WHAT YOU SHOULD DO -> Count the lines of the records that follow which contain the word "below", and reply with the number alone.

(Spatial annotation records)
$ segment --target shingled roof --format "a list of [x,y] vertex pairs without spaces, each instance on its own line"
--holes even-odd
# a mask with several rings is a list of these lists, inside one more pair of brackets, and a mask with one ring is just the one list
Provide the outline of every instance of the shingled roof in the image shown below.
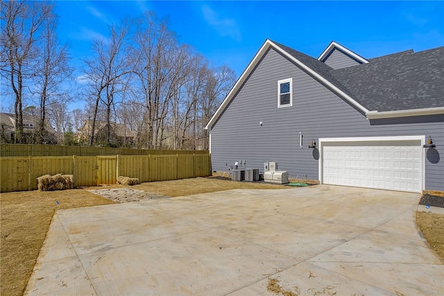
[[444,106],[444,47],[402,51],[369,62],[331,72],[369,110]]
[[323,62],[274,42],[370,110],[444,106],[444,47],[369,59],[333,69]]

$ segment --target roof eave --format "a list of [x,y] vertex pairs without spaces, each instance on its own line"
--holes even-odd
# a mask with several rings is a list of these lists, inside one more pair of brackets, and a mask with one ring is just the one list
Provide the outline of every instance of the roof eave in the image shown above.
[[322,62],[323,60],[325,57],[327,57],[327,56],[328,56],[330,54],[330,53],[335,47],[336,47],[336,48],[341,49],[341,51],[347,53],[347,54],[352,56],[354,58],[357,59],[357,60],[361,62],[364,64],[368,63],[368,60],[366,60],[365,58],[364,58],[363,57],[361,57],[359,54],[354,53],[353,51],[352,51],[351,50],[347,49],[346,47],[343,47],[340,44],[335,42],[334,41],[332,41],[332,42],[330,44],[330,45],[328,47],[327,47],[327,48],[323,51],[322,54],[321,54],[321,56],[319,56],[319,57],[318,58],[318,60]]
[[407,117],[411,116],[436,115],[444,114],[444,107],[424,108],[421,109],[400,110],[397,111],[369,111],[366,116],[369,120]]
[[265,42],[264,42],[261,48],[256,53],[255,57],[251,60],[247,67],[245,69],[241,76],[239,78],[239,79],[237,79],[237,81],[236,81],[234,85],[232,87],[231,90],[230,90],[230,92],[228,92],[228,94],[227,94],[221,106],[219,106],[219,108],[217,108],[217,110],[214,113],[214,115],[211,117],[211,119],[208,122],[208,124],[207,124],[207,125],[204,128],[205,129],[210,129],[217,120],[219,117],[221,115],[221,113],[223,111],[223,110],[225,110],[230,101],[231,101],[232,97],[234,97],[236,92],[237,92],[239,89],[241,88],[241,85],[242,85],[244,82],[246,80],[246,78],[253,72],[253,69],[255,68],[256,64],[257,64],[262,56],[265,54],[265,51],[266,51],[266,50],[270,47],[271,45],[271,44],[270,40],[267,39],[266,40],[265,40]]
[[338,88],[337,87],[332,84],[330,81],[328,81],[321,75],[320,75],[315,71],[312,70],[311,68],[309,68],[309,67],[305,65],[304,63],[300,62],[299,60],[298,60],[297,58],[296,58],[295,57],[289,54],[288,52],[282,49],[281,47],[280,47],[273,42],[272,42],[269,39],[267,39],[264,43],[264,44],[262,44],[260,49],[257,51],[255,57],[253,58],[251,62],[250,62],[250,64],[248,64],[245,71],[244,71],[244,73],[242,73],[242,75],[241,75],[239,79],[237,80],[237,81],[234,84],[234,86],[233,86],[233,88],[231,89],[231,90],[230,91],[230,92],[228,93],[225,99],[223,100],[223,101],[222,102],[219,108],[218,108],[218,109],[216,110],[216,113],[214,113],[213,117],[210,120],[210,121],[208,122],[208,124],[204,128],[205,129],[209,129],[211,126],[213,126],[214,122],[217,120],[217,119],[221,115],[221,113],[226,108],[226,106],[228,105],[230,101],[231,101],[234,95],[236,94],[236,92],[237,92],[239,89],[241,88],[241,86],[242,85],[245,80],[247,79],[248,75],[250,75],[250,74],[253,72],[253,69],[255,68],[255,66],[260,60],[262,57],[264,56],[264,54],[267,51],[267,49],[270,48],[270,47],[273,47],[273,49],[275,49],[275,50],[277,50],[278,51],[283,54],[284,56],[288,58],[290,60],[292,60],[293,62],[294,62],[296,65],[298,65],[298,66],[304,69],[305,71],[307,71],[308,73],[313,75],[314,77],[316,78],[316,79],[321,81],[324,85],[328,86],[331,90],[332,90],[336,94],[338,94],[339,95],[340,95],[341,97],[342,97],[343,98],[348,101],[352,105],[356,106],[358,109],[361,110],[364,113],[367,113],[369,112],[369,110],[367,108],[366,108],[364,106],[363,106],[359,103],[356,101],[355,99],[351,98],[350,96],[348,96],[347,94],[343,92],[339,88]]

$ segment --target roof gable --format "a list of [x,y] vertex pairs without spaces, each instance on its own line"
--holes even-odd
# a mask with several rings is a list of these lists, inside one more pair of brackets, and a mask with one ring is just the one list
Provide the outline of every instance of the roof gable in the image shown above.
[[444,106],[444,47],[370,60],[332,74],[359,101],[378,112]]
[[347,90],[330,74],[330,70],[332,69],[331,67],[317,60],[316,58],[311,58],[309,56],[296,51],[290,47],[267,39],[257,51],[253,59],[250,62],[239,79],[236,81],[236,83],[234,83],[233,88],[231,89],[230,92],[228,92],[228,94],[225,98],[219,108],[216,110],[213,117],[210,120],[210,122],[205,127],[205,129],[211,128],[211,126],[216,123],[219,117],[222,115],[225,108],[229,105],[231,100],[234,98],[236,93],[240,90],[245,81],[254,71],[255,66],[260,62],[262,58],[266,54],[267,51],[271,47],[287,57],[291,62],[300,67],[302,70],[312,76],[319,82],[325,85],[333,92],[336,92],[352,105],[355,106],[363,113],[365,114],[369,112],[369,110],[359,101],[354,99]]
[[343,54],[344,56],[348,56],[351,60],[356,61],[359,64],[366,64],[368,60],[366,60],[359,54],[352,51],[351,50],[343,47],[339,43],[332,41],[332,42],[327,47],[327,48],[321,54],[321,56],[318,58],[318,60],[323,63],[325,63],[329,57],[335,51],[339,51]]

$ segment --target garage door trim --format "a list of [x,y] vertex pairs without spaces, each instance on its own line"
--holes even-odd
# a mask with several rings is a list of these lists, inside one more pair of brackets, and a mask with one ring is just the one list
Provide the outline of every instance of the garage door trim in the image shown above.
[[369,144],[375,142],[382,142],[391,145],[393,143],[399,143],[400,142],[406,141],[417,141],[418,146],[421,146],[421,188],[420,191],[422,191],[425,188],[425,151],[422,149],[422,146],[425,144],[425,135],[402,135],[402,136],[386,136],[386,137],[357,137],[357,138],[319,138],[318,141],[318,150],[320,154],[319,163],[318,163],[318,172],[319,172],[319,181],[322,184],[324,183],[324,172],[323,172],[323,147],[327,145],[333,145],[335,143],[337,144],[346,144],[350,143],[360,143],[368,142]]

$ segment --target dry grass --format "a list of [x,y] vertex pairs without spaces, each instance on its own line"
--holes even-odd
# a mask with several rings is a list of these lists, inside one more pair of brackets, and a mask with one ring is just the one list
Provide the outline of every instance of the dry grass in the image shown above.
[[[132,188],[177,197],[237,188],[282,189],[289,187],[196,178],[145,183]],[[58,201],[58,205],[56,204],[56,201]],[[109,204],[114,202],[82,189],[22,191],[0,195],[0,295],[23,295],[56,210]]]
[[[278,184],[207,178],[144,183],[133,188],[171,197],[239,188],[291,188]],[[58,205],[56,204],[56,201],[59,202]],[[81,189],[0,195],[0,295],[21,295],[24,292],[56,210],[110,204],[113,202]],[[444,237],[444,215],[418,213],[417,222],[424,236],[444,258],[444,242],[442,238],[440,240]],[[429,237],[434,238],[435,240]]]
[[24,292],[56,209],[108,204],[114,202],[81,189],[0,195],[0,295]]
[[418,211],[416,224],[429,244],[444,259],[444,215]]

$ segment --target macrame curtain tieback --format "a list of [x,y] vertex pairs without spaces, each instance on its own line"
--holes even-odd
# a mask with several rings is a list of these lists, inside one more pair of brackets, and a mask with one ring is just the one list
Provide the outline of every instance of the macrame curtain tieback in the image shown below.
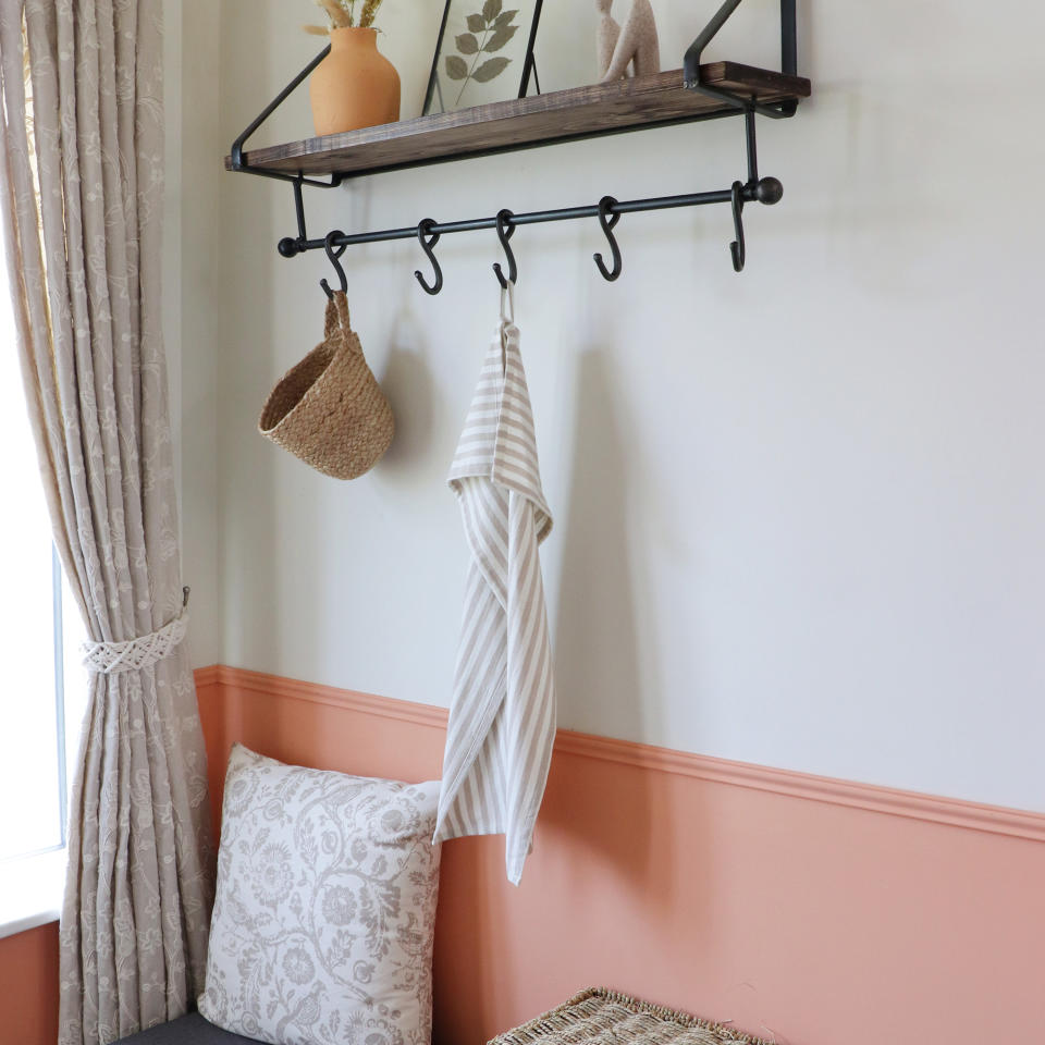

SOLUTION FOR THIS PROBLEM -> 2